# Dataset excerpts:
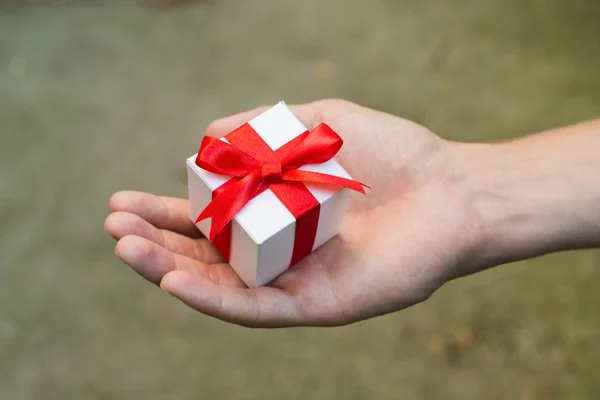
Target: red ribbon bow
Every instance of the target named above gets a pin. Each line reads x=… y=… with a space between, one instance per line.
x=254 y=167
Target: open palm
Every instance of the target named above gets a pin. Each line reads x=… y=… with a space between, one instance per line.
x=398 y=244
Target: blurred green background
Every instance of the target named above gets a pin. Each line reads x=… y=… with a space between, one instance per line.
x=99 y=96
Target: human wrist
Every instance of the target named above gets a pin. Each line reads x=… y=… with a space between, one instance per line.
x=532 y=196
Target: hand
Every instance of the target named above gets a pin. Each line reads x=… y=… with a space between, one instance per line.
x=398 y=244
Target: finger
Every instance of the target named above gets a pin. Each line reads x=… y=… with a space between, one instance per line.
x=258 y=307
x=310 y=114
x=120 y=224
x=152 y=262
x=163 y=212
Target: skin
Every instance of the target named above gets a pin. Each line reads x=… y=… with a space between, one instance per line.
x=438 y=210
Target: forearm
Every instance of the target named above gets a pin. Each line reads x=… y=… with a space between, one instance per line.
x=538 y=194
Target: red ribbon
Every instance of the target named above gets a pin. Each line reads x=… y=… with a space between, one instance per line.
x=255 y=167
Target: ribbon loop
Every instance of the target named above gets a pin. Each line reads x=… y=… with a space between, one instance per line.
x=256 y=167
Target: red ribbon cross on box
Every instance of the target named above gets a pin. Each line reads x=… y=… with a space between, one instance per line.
x=254 y=167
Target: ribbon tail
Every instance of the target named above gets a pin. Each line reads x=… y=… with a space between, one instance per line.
x=317 y=177
x=225 y=206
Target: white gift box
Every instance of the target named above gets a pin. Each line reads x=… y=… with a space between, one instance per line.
x=263 y=232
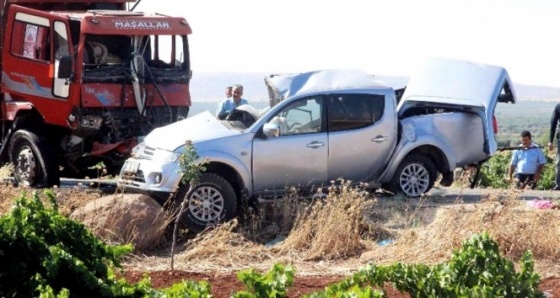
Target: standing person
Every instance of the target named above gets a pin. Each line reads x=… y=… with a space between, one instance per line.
x=553 y=124
x=527 y=163
x=228 y=105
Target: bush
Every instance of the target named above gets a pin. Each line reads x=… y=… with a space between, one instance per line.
x=476 y=270
x=49 y=255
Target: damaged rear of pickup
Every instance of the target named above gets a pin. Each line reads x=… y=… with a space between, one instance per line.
x=446 y=120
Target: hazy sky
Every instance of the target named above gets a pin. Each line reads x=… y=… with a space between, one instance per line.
x=389 y=37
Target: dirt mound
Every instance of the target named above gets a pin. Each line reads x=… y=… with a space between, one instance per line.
x=511 y=223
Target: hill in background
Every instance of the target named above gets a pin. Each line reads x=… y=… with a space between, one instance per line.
x=211 y=86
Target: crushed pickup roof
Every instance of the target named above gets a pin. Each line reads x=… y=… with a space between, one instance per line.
x=285 y=86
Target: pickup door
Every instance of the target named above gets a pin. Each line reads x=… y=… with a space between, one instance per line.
x=297 y=157
x=322 y=138
x=362 y=134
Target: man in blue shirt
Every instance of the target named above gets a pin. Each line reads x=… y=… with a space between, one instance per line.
x=228 y=105
x=527 y=163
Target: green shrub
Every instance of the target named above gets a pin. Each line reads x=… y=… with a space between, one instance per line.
x=46 y=254
x=476 y=270
x=274 y=283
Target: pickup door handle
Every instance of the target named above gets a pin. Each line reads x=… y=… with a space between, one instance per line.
x=315 y=144
x=379 y=139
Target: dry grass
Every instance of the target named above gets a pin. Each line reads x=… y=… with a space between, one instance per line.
x=224 y=246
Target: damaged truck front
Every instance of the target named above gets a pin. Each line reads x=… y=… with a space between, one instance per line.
x=82 y=82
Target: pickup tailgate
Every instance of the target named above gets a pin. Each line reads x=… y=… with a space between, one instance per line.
x=444 y=85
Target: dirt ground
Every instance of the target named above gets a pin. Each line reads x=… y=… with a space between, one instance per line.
x=223 y=285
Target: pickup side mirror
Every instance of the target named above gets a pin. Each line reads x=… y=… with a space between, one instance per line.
x=64 y=68
x=271 y=130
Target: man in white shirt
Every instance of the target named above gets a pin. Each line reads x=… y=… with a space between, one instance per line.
x=228 y=105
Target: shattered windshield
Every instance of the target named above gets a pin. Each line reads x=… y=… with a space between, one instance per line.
x=154 y=58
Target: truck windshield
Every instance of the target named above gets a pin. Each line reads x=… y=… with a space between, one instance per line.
x=155 y=58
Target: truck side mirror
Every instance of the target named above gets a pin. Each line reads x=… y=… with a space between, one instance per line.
x=271 y=130
x=64 y=67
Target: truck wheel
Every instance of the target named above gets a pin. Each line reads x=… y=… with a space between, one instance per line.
x=212 y=201
x=34 y=160
x=415 y=176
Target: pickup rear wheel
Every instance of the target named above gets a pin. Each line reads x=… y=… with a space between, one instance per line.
x=415 y=176
x=212 y=201
x=34 y=160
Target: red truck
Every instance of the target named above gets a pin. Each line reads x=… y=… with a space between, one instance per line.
x=83 y=81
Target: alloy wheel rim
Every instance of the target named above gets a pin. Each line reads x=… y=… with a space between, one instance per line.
x=414 y=180
x=206 y=204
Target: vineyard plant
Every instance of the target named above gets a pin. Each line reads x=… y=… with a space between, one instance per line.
x=49 y=255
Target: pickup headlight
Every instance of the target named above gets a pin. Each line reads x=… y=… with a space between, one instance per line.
x=137 y=150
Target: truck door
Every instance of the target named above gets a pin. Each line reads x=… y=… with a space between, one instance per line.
x=362 y=133
x=297 y=157
x=30 y=59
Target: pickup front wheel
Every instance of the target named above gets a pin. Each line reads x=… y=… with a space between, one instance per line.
x=211 y=201
x=415 y=176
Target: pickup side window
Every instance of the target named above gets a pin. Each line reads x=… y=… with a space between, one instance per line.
x=30 y=37
x=353 y=111
x=300 y=117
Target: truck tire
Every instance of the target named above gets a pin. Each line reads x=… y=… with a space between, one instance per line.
x=212 y=201
x=415 y=176
x=34 y=160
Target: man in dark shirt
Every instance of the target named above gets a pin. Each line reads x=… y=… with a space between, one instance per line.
x=553 y=124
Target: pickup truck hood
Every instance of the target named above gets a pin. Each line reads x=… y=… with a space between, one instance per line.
x=460 y=85
x=459 y=82
x=201 y=127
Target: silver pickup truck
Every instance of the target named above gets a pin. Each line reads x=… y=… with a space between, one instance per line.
x=326 y=125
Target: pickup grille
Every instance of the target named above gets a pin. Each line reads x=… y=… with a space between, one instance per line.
x=134 y=177
x=148 y=152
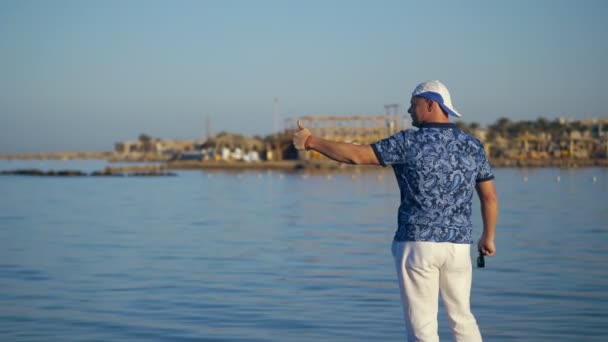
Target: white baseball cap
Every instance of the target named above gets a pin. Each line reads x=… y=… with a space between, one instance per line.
x=436 y=91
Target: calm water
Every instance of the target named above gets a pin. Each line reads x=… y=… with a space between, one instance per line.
x=261 y=256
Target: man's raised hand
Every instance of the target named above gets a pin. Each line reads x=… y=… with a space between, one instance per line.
x=300 y=136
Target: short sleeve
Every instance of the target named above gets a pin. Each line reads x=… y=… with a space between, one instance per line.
x=392 y=150
x=485 y=172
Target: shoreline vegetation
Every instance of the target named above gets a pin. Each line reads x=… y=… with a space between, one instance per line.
x=159 y=167
x=525 y=144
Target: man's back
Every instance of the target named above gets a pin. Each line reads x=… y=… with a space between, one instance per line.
x=436 y=168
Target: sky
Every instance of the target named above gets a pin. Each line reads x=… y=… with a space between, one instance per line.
x=82 y=75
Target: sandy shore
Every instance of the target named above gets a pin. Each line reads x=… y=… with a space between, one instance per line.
x=285 y=165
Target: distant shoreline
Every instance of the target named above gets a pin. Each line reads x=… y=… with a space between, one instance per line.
x=286 y=165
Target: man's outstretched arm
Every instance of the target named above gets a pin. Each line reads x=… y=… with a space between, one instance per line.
x=338 y=151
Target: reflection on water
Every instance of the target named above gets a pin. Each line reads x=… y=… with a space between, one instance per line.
x=263 y=256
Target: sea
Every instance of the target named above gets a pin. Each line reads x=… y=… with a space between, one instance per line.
x=274 y=256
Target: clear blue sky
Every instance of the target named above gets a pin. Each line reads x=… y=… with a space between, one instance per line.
x=81 y=75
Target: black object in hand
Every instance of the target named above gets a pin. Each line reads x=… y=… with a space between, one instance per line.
x=481 y=261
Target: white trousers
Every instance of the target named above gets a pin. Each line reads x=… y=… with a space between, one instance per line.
x=424 y=270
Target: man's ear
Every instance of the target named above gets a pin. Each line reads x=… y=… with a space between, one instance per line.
x=429 y=104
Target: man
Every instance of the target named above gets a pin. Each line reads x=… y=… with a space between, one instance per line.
x=437 y=167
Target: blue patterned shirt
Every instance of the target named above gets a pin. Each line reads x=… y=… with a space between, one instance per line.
x=437 y=168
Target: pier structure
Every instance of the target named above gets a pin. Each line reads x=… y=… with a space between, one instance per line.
x=357 y=129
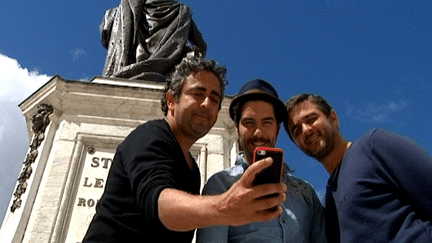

# What to work on:
For this task, write out exactly the lines of the entries above, starting at the line with "Target: pickup rear wheel" and ending at the line with "Target: truck door", both included, and no others.

# Finished task:
Target: pickup rear wheel
Every instance of the target named above gets a pin. Each line reads x=… y=… with a space between, one instance per line.
x=415 y=176
x=212 y=201
x=34 y=160
Target: red truck
Every instance of the target named above gets a pin. Each line reads x=… y=… with a space between, one instance per line.
x=83 y=81
Target: alloy wheel rim
Every instance of the target named above gets a pin. Each line reads x=… y=… with a space between, one instance per line.
x=414 y=180
x=206 y=204
Target: vineyard plant
Every instance of the target named above gets a pin. Each line reads x=… y=… with a space between, one instance per line.
x=49 y=255
Target: pickup headlight
Every instance of the target named above gets a pin. Each line reads x=… y=… with a space between, one instance per line.
x=137 y=150
Target: truck door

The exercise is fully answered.